Copy out every line in the material below that contains the word "flower". Match case when checking.
◆ ◆ ◆ ◆ ◆
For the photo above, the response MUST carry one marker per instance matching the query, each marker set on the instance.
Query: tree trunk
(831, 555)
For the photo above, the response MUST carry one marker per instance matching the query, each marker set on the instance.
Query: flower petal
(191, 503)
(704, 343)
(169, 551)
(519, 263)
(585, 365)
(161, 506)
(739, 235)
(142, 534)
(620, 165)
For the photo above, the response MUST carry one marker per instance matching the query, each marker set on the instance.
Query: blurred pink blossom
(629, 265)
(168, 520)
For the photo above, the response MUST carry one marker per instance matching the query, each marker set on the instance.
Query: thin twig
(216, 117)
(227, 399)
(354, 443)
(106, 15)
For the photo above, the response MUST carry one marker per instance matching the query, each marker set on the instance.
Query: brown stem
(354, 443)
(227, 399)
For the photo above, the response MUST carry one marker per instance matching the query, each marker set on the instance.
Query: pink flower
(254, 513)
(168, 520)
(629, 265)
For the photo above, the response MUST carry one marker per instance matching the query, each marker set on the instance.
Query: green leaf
◆ ◆ ◆ ◆ ◆
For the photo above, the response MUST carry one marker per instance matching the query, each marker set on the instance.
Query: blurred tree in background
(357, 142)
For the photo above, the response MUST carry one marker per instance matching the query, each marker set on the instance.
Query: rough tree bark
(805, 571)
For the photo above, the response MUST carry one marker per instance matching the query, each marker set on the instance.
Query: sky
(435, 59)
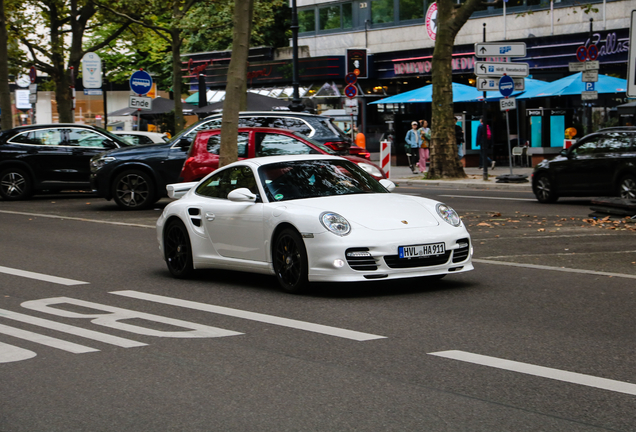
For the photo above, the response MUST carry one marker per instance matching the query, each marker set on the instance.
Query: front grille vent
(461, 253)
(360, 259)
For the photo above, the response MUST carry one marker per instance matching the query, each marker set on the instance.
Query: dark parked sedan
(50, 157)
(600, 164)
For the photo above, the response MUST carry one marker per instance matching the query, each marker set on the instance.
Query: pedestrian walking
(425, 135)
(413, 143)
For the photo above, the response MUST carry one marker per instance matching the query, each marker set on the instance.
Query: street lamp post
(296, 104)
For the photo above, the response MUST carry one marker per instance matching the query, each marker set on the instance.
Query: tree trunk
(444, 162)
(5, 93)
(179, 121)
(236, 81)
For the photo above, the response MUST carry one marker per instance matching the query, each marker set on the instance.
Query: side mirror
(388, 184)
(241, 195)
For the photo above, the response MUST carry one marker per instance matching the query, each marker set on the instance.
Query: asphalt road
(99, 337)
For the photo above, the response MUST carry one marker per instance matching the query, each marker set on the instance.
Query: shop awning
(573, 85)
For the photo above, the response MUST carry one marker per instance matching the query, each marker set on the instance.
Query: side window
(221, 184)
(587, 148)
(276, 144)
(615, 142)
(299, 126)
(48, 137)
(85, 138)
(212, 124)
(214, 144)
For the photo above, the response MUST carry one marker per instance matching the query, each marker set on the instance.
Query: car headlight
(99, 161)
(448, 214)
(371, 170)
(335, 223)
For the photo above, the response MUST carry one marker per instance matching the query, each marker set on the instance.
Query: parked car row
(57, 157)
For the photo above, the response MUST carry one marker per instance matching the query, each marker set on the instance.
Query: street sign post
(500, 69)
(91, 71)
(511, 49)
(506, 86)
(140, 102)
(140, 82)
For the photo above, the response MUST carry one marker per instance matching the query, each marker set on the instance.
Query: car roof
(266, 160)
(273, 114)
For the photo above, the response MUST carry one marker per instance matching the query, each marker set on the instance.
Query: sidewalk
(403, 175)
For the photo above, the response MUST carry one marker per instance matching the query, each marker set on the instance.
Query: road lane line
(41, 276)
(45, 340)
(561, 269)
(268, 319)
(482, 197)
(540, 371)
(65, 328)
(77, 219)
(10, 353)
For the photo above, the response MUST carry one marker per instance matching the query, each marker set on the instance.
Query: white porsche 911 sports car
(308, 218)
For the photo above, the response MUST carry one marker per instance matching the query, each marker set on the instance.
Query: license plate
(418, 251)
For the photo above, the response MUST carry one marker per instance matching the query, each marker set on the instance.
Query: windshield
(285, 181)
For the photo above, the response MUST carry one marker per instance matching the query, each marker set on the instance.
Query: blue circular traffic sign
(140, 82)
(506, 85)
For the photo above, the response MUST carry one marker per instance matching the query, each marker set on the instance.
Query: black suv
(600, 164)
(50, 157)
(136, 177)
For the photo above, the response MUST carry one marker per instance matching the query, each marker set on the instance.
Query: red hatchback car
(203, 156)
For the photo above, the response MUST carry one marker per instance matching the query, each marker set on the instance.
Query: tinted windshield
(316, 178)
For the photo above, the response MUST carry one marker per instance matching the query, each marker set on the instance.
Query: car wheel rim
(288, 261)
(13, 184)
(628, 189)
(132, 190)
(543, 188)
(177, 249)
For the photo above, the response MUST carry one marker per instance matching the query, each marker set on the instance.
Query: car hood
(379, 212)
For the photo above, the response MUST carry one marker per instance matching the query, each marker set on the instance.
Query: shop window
◆ ◆ ◆ ◆ ◆
RESULT OF THIS EXERCISE:
Query: flower petal
Query: pink flower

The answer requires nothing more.